Extrait choisi:
↓
Le mécontentement de ses parents vis-à-vis des Églises locales ne faisait qu’aggraver le trouble chez Joseph, fils21. Son âme était en jeu, mais personne ne pouvait lui fournir de réponses satisfaisantes.
Après avoir économisé pendant plus d’une année, la famille Smith eut assez d’argent pour verser un acompte sur quarante hectares de forêt à Manchester, au sud de Palmyra. Là, entre leurs travaux de journaliers, ils entaillèrent des érables pour en recueillir la sève sucrée, plantèrent un verger et défrichèrent des parcelles à cultiver22.
Tout en travaillant la terre, le jeune Joseph continuait de se préoccuper de ses péchés et du bien-être de son âme. À Palmyra et dans toute la région, le réveil religieux avait commencé à perdre de son intensité, mais les prédicateurs continuaient de se disputer les convertis23. Jour et nuit, Joseph regardait le soleil, la lune et les étoiles se mouvoir avec ordre et majesté dans les cieux et admirait la beauté de la terre grouillant de vie. Il regardait également les gens autour de lui et s’émerveillait de la force et de l’intelligence de la vie humaine. Tout semblait témoigner que Dieu existait et avait créé le genre humain à son image. Mais comment Joseph pouvait-il l’atteindre24 ?
↑
Données sources:
↓
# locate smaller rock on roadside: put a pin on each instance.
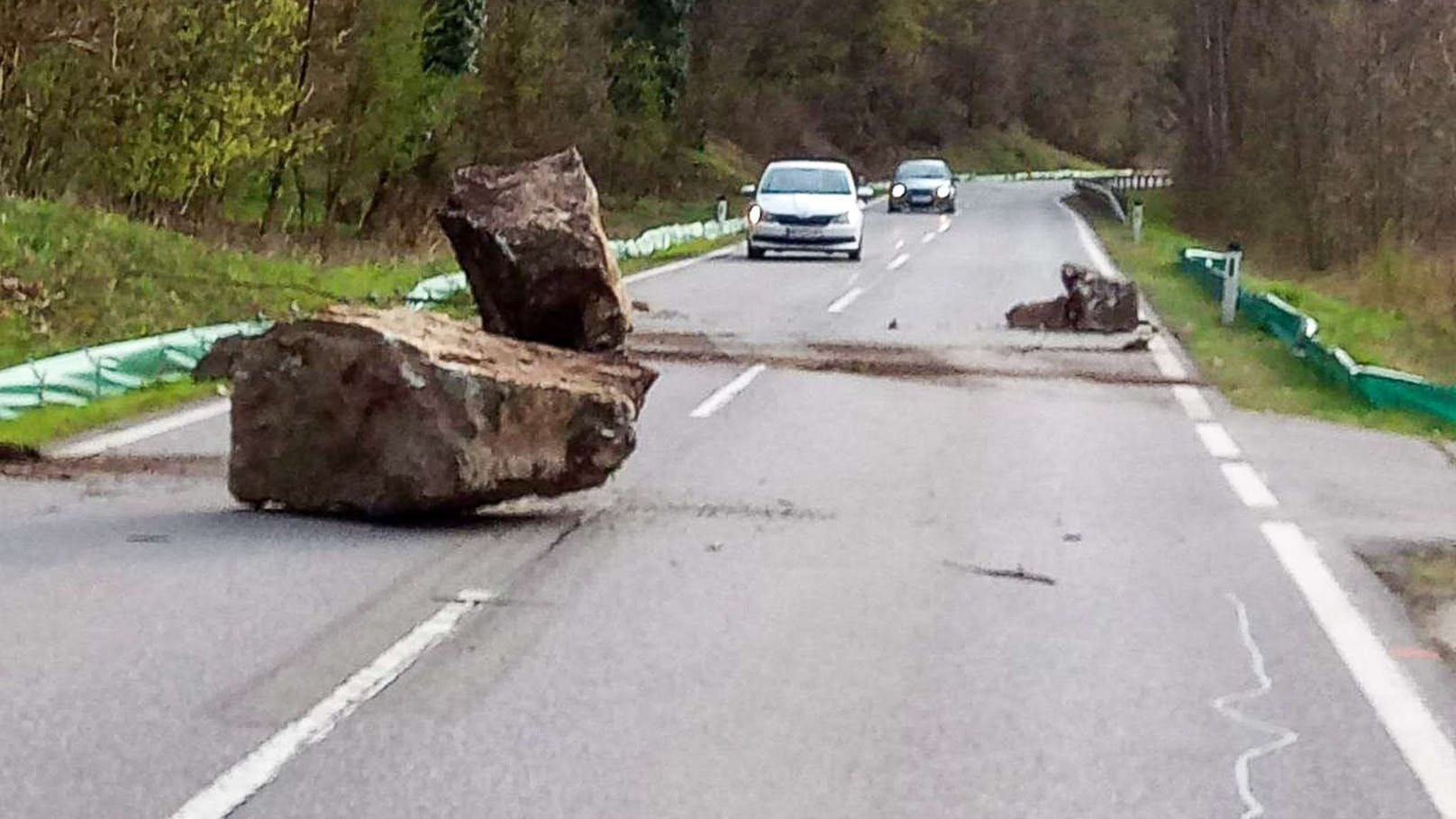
↑
Exercices à traiter:
(1) D'après l'extrait sur la famille Smith, où se situaient les quarante hectares de forêt sur lesquels la famille versa un acompte ?
(2) Poursuivez le récit sur la famille Smith et le jeune Joseph à partir de sa dernière phrase.

Réponses aux exercices:
(1) À Manchester, au sud de Palmyra.

(2)
Durant l’été 1819, alors que Joseph avait treize ans, des pasteurs méthodistes se réunirent pour une conférence à quelques kilomètres de la ferme de la famille Smith et se déployèrent dans la campagne pour inciter les familles telles que celle de Joseph à se convertir. Le succès rencontré par ces prédicateurs inquiéta les autres pasteurs de la région et rapidement, la course aux convertis devint intense.
Joseph assistait aux réunions, écoutait les sermons émouvants et voyait les convertis pousser des cris de joie. Il aurait voulu crier avec eux mais souvent il se sentait au cœur d’une guerre de mots et d’idées. Il se demandait : « Lequel de tous ces partis a raison ; ou ont-ils tous tort ? Si l’un d’entre eux a raison, lequel est-ce, et comment le saurais-je ? » Il savait qu’il avait besoin de la grâce et de la miséricorde du Christ, mais avec tant de gens et d’Églises s’affrontant sur les questions de religion, il ne savait pas où les trouver25.
L’espoir de trouver des réponses, et la paix de l’âme semblaient lui échapper. Il se demandait comment quiconque pourrait découvrir la vérité au milieu d’un tel tumulte26.
En écoutant un sermon, Joseph entendit un pasteur citer le premier chapitre de Jacques dans le Nouveau Testament qui disait : « Si quelqu’un d’entre vous manque de sagesse, qu’il la demande à Dieu, qui donne à tous simplement et sans reproche27. »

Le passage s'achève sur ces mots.